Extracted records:
☆ ☆ ☆ ☆ ☆
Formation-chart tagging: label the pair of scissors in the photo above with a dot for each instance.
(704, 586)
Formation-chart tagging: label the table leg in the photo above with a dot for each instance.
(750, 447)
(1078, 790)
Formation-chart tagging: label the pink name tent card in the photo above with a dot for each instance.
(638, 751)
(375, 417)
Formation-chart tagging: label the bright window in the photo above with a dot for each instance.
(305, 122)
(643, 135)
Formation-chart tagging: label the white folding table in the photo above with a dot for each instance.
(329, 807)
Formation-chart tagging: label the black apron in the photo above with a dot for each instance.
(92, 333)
☆ ☆ ☆ ☆ ☆
WHAT IS ASKED:
Swap each "with a dot" in the items above for "with a marker" and write out all the items again, changing nothing else.

WRITTEN SOLUTION:
Formation-chart tagging: label the pair of scissors in the photo above with a marker for each instance.
(704, 586)
Formation-chart tagging: label the table leg in the photo above with a marker for each instance.
(750, 447)
(1078, 790)
Formation-chart tagging: label the pink name tent card in the photo above with a marker for each instance.
(638, 751)
(375, 417)
Formation-chart tagging: label the bright window in the photo above with a marker for each instance.
(305, 122)
(643, 135)
Formation-chart tagging: label the white folding table in the photo above with a marker for each instance.
(329, 807)
Formation-chart tagging: label the black apron in the photo above with a marker for each instance.
(92, 333)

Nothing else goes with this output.